WHAT THE EXERCISE ASKS:
Copy every line of the records that contains the string "beach", treating uppercase and lowercase as different.

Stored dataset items
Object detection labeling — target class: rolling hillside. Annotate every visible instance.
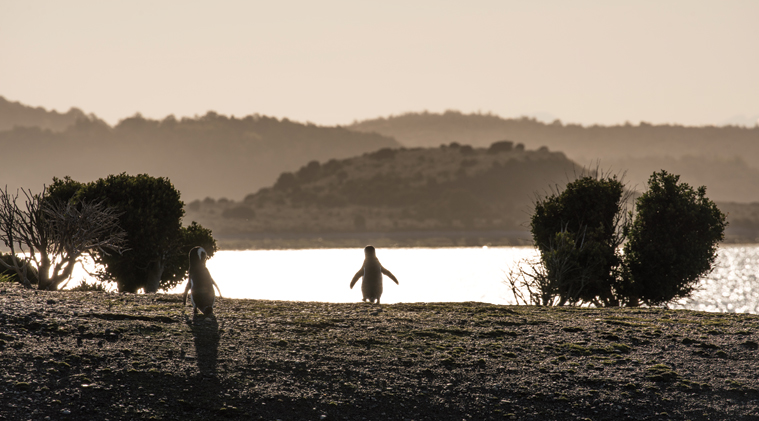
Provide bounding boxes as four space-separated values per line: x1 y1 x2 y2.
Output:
348 111 759 203
187 142 581 247
0 101 399 201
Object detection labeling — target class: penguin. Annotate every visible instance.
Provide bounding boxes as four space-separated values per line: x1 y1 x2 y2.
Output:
351 246 400 304
184 246 221 316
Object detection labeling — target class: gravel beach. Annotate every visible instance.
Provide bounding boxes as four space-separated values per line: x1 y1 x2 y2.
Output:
0 284 759 420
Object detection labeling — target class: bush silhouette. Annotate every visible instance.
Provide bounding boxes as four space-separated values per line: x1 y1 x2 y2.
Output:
524 170 727 306
624 171 727 305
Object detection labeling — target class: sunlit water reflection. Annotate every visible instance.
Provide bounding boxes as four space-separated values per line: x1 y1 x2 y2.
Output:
72 244 759 314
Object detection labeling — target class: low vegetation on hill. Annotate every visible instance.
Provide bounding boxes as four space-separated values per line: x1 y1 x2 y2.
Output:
187 142 581 246
348 111 759 203
0 96 97 132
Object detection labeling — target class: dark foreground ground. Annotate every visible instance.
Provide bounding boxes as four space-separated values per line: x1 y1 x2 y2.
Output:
0 285 759 420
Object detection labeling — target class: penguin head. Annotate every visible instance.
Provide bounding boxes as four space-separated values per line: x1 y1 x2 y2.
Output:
190 246 208 266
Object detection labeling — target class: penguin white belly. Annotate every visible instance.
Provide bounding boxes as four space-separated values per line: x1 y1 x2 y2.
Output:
361 266 382 301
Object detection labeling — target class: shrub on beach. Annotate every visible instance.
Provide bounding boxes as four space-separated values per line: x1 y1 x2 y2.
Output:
507 170 727 306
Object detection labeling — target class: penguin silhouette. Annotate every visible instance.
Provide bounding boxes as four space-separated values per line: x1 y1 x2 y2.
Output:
351 246 400 304
184 246 221 316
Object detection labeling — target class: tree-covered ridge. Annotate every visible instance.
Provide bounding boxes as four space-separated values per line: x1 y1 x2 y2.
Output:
348 111 759 203
188 142 579 242
0 108 399 199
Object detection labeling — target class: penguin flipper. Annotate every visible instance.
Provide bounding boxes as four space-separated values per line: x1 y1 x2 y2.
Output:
382 267 400 285
351 266 364 289
211 278 224 298
182 280 192 306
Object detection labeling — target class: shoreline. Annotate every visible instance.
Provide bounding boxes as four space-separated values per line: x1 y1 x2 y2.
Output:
0 285 759 420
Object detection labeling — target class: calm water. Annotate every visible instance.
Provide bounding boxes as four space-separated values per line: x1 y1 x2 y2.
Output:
162 244 759 313
71 244 759 314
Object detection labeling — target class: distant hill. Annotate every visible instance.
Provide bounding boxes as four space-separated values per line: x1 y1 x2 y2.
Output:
346 111 759 203
187 142 581 247
0 96 98 132
0 107 400 201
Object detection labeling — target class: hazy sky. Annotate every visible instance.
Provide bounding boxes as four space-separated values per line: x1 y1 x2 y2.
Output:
0 0 759 125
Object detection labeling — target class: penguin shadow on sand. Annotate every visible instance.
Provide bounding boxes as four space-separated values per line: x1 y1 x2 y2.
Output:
188 314 221 379
182 247 224 379
351 246 400 304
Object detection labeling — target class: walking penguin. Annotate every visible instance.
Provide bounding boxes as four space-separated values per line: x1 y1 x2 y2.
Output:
351 246 400 304
184 246 221 316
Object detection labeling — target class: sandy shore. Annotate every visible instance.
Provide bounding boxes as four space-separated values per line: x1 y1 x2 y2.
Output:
0 284 759 420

EXERCISE SOLUTION:
Object detection labeling — target class: gravel beach. Annotate every visible instance.
Object detection labeling — target class: shrub on beach. Annotate every visible instance.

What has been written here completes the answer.